Write the next part of the blog entry below titled "The meaning of life," which recounts a dream about being locked out of a cottage on Lundy. Pick up after its final sentence.
Start of TEXT FOR ANALYSIS
Monday, May 05, 2008

The meaning of life

I had a strange dream in that moment of transition between sleep and wakefulness, the exact details of which I can no longer recall. I do recall though that my sister Linda was there - an unusual occurrence in itself given that she suffers from schizophrenia, and our relationship is not exactly what you call best friends.

From the few details that I do remember, the dream was based around the island of Lundy, where I retreat to two, maybe three times a year, in order to recharge my batteries. Somehow or other I had got locked out of the cottage, with all my possessions inside - everything that I needed to sustain me and keep me warm from the rapidly encroaching darkness as night fell. Linda and I needed to get help to get back into the cottage before this happened, and while she seemed totally unconcerned, I was searching around, desperately looking for help and wondering whether we had time to get that help before it was too late. It was at that point that the alarm clock went off and I had to get out of bed. I would not normally set the alarm clock of course for a Bank Holiday, but I do work in retail, and so to me, it is just another working day - albeit slightly shorter and with more pay.

It occurred to me while I was in the shower, that perhaps this is about letting go of my own baggage. Diana Summer mentioned some while ago that the Terminal 5 baggage fiasco was also about this - where thousands of bags belonging to air passengers failed to arrive at their destination, and weeks later have still not been found. The fact that the darkness was encroaching was also no doubt, about my own willingness, or perhaps lack of it, to look at my own darkness. I think most of us are afraid of this, and I am no exception here. I also think, or rather feel, that I have made a very good start.

For the first time I actually understand experientially as well as conceptually what that phrase "choose a new reality" really means, and I also understand at last, just how powerful our words and our thoughts really are. It is not something that you can explain to another, as to coin a phrase from Genesis of Man "Words are the least effective way of describing our experiences, as they are merely symbols which are used to describe our thoughts and feelings". When Descartes said "I think, therefore I am" perhaps what he should have said is "I feel, therefore I am".
End of TEXT FOR ANALYSIS
Start of GIVEN RECORDS
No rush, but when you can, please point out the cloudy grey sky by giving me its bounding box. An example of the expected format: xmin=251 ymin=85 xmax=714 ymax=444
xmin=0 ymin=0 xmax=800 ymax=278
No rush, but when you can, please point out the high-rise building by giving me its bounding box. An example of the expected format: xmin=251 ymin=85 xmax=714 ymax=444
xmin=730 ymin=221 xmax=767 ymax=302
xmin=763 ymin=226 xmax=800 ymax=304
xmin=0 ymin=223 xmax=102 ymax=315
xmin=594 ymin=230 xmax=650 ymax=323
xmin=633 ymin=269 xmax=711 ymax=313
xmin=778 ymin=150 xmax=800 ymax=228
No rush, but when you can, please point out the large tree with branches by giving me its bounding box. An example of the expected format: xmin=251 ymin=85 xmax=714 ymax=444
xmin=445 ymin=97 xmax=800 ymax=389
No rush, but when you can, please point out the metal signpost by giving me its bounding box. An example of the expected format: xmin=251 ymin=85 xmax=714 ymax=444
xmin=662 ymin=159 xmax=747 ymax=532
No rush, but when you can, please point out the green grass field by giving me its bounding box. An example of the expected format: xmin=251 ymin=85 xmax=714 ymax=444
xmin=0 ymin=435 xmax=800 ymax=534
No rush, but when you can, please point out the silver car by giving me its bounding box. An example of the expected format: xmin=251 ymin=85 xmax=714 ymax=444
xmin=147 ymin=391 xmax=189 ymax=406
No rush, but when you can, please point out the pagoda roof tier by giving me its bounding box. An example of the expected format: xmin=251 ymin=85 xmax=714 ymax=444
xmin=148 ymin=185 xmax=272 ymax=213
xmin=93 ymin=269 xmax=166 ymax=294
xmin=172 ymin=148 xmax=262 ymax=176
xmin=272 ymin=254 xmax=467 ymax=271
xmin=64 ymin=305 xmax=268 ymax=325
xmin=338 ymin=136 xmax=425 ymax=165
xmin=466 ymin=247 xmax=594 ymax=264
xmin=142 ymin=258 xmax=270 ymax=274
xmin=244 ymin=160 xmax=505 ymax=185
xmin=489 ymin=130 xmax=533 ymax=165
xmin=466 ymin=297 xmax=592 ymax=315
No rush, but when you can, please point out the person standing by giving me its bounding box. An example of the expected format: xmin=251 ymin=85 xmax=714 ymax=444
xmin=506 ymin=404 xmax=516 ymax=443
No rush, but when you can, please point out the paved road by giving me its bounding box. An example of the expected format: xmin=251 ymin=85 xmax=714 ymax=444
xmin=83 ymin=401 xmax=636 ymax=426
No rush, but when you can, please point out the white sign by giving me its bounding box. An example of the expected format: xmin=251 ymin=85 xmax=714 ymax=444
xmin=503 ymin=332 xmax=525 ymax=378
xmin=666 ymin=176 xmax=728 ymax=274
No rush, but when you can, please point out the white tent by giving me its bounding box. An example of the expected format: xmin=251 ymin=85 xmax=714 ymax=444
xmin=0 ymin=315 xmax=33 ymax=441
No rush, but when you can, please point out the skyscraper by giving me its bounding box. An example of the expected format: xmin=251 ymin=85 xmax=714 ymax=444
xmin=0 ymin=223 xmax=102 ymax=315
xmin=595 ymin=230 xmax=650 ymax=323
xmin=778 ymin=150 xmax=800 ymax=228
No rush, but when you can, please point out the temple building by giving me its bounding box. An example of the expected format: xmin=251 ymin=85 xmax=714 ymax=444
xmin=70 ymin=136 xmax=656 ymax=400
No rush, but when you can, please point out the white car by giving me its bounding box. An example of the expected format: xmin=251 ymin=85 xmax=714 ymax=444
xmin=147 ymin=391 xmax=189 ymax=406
End of GIVEN RECORDS
* REPLY TO THE EXERCISE:
We have to be willing to let go of everything that we are, and everything that we ever have been if we are to understand who we are truly are. When I think about this, I see transsexuals in many ways as the ultimate in this - for these are people who are willing to give up their whole sense of identity - changing their bodies, their names and literally starting all over again to order to find who they truly are inside. On the other side of the coin are the refugees and 'victims' of various atrocities, who have lost their livelihood, their homes and their loved ones - and seen things that are the stuff of nightmares.

Nadine Laman has an interesting take on this in her May newsletter, where she speaks about the recent Amazon debate and relates this to the need to appreciate what we have and support what is important to us. Most people take for granted that which they love, until it too late and it is gone. She relates this to changes within the book industry, and how one day we will wake up and find out that print books are no more, and have been replaced by emails and CD-roms instead. She urges her readers to not wait to buy books that are interested in, or one day they may wake up and realise that it is too late - those books are no more, as their authors have been forced out of business, unable to make a living.

You could equate this with anything I suppose, like failing to vote, or not valuing your loved ones, but the world is changing before our eyes (change being the only constant in the universe), and if we allow ourselves to get too complacent, and just sit around not looking to the future, then that change will happen regardless, and we may not even notice.

Most readers of course have no idea of what is going on in the book industry (I have very little idea of what goes on in music, even though I buy CD's), and for that matter, many writers and authors do not keep up to date either. One thing we can be sure of is that although the format for books may change, books themselves will always be here in one form or another. Books will also have a shorter life and shelf span (it is currently between three to six months on average), as more of them become available, and the window of opportunity will gets shorter and shorter for an authors success. It is important then not to be complacent, and to support the writers that you like, and not wait until those books are off the shelf.

So, don’t wait (or worse still, expect) to be given a free book and then loan it to everyone you know. Writers, like you, are entitled to make a living, and cannot do so if no one buys their books. As Nadine says, one day, it may be a day late and a dollar (or pound) short to have what you treasure. Life is precious indeed and all too short, we should embrace it and live it fully while we can, for one day it will be gone and we will be left wondering where it all went. Don't take it for granted that the things that you enjoy and get meaning from will always be there, they won't unless you nurture them and look after them. So, value life, value books, and most of all, value yourself.